> **Görev 1**
Okuma parçasına göre Hazine, dün düzenlediği iç borçlanma ihalesinde faizi yüzde kaça indirmiştir?
> **Görev 2**
Okuma parçasında "Hazine faizine yatırım" ifadesini içeren sözcüklerle açılıp "tek haneli dönümdeyiz." ile kapanan bölümü hiç değiştirmeden aktarınız.

> **Okuma parçası**
Hazine faizine yatırım yapmak hâlâ iş yapmaktan daha cazip
Hazine'nin geçen haftaki rekor dış borçlanmasından sonra, dün düzenlediği iç borçlanma ihalesinde de faizi yüzde 18.4'e indirdi. Faiz ilk kez yüzde 20'nin altına düştü. İhale yöntemiyle borçlanmaların başladığı 1984'ten beri 21 yıllık süreçte hiç bu kadar düşük faiz görülmemişti. Çünkü, aynı dönemde enflasyon da, hiç bu kadar düşmemişti. 10'lu rakamlara bile inmemişti. Şimdi tek haneli dönümdeyiz.
Enflasyondan yüksek Faizin enflasyondan arındırıldıktan sonra geriye kalan reel kısmında ise durum daha farklı. Reel faizin içine enflasyon yanında ileriye yönelik beklentiler ve diğer tüm riskler de giriyor. Tabloda görüldüğü gibi, 21 yılın 5'inde reel faizler negatif çıkmış. 16 yıllık pozitif reel faiz döneminde reel faizin ortalaması yüzde 15.6, aynı yıllarda büyüme ortaması yüzde 6.6. Yani reel faiz, GSMH büyümesini 2.5'e katlamış. Faize yatırım yapanların büyümesi, reel ekonominin büyümesini bu oranda geçmiş. Reel faizler enflasyon ile karşılaştırıldığında da, yüzde 33.0'lık bir oran çıkıyor. Yani geçmiş yıllarda bono faizinden elde edilen reel kazançlar aynı yıllardaki enflasyonun üçte biri düzeyindeydi. Şimdi bu rakam ilk kez 2004 yılında enflasyonu geçti ve yüzde 120 düzeyine çıktı. Yüzde 10.58'lik enflasyona karşılık reel faizler yüzde 12.7 olarak gerçekleşti. Faizler düşmesine düştü, ancak enflasyona karşı bir karşılaştırmada faiz gelirlerinin cazibesinin artığı bile söylenebilir.

> **Kayıtlı öğeler**
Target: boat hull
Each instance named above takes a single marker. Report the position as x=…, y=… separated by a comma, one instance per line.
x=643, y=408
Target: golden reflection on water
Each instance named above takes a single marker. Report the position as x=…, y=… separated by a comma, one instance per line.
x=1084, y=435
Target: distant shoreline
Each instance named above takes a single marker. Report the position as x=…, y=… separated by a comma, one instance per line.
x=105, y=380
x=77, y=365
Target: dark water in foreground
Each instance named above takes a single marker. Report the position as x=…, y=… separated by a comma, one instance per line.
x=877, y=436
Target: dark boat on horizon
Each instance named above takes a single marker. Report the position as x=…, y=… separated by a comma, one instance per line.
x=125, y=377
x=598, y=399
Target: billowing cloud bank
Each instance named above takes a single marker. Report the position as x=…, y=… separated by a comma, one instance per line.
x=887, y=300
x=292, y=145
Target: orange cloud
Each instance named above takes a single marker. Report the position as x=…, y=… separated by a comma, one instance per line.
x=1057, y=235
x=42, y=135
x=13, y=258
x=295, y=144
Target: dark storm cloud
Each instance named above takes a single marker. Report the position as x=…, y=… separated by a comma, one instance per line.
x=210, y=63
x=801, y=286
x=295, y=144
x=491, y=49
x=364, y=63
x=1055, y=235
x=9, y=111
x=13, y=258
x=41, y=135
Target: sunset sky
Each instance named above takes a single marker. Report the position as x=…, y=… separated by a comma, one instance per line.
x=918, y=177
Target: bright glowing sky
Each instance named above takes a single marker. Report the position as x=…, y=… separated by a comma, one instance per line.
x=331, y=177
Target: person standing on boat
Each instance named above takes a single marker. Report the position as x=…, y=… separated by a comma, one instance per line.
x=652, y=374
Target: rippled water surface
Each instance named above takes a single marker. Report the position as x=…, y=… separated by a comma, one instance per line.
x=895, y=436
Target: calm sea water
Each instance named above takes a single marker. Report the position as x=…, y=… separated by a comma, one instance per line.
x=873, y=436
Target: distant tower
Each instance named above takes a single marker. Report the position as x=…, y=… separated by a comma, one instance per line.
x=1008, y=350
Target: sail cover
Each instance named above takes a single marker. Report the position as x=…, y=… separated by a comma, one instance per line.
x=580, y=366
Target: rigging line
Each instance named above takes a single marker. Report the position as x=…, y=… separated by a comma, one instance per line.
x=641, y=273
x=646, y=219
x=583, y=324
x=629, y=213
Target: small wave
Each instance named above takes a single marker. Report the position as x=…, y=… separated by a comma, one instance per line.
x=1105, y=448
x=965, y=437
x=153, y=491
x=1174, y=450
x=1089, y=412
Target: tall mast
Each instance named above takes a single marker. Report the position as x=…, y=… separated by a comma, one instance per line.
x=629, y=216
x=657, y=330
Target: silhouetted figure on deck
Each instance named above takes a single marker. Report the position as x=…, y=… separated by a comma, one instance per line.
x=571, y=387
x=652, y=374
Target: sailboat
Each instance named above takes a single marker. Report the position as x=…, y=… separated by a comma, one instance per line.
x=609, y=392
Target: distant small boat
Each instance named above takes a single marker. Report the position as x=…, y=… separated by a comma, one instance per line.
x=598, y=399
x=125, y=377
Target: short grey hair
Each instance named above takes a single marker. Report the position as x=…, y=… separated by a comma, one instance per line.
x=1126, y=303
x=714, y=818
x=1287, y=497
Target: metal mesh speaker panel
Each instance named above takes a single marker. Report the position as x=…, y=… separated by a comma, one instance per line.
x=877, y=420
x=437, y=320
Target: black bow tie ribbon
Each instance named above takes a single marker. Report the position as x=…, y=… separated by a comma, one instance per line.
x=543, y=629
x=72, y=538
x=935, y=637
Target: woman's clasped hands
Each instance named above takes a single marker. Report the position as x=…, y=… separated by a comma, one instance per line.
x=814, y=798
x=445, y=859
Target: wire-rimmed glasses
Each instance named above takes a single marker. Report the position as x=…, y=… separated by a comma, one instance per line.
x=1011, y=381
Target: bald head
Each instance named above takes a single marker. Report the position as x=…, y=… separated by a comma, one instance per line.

> **Sonuç 1**
Yüzde 18.4'e.

> **Sonuç 2**
Hazine faizine yatırım yapmak hâlâ iş yapmaktan daha cazip
Hazine'nin geçen haftaki rekor dış borçlanmasından sonra, dün düzenlediği iç borçlanma ihalesinde de faizi yüzde 18.4'e indirdi. Faiz ilk kez yüzde 20'nin altına düştü. İhale yöntemiyle borçlanmaların başladığı 1984'ten beri 21 yıllık süreçte hiç bu kadar düşük faiz görülmemişti. Çünkü, aynı dönemde enflasyon da, hiç bu kadar düşmemişti. 10'lu rakamlara bile inmemişti. Şimdi tek haneli dönümdeyiz.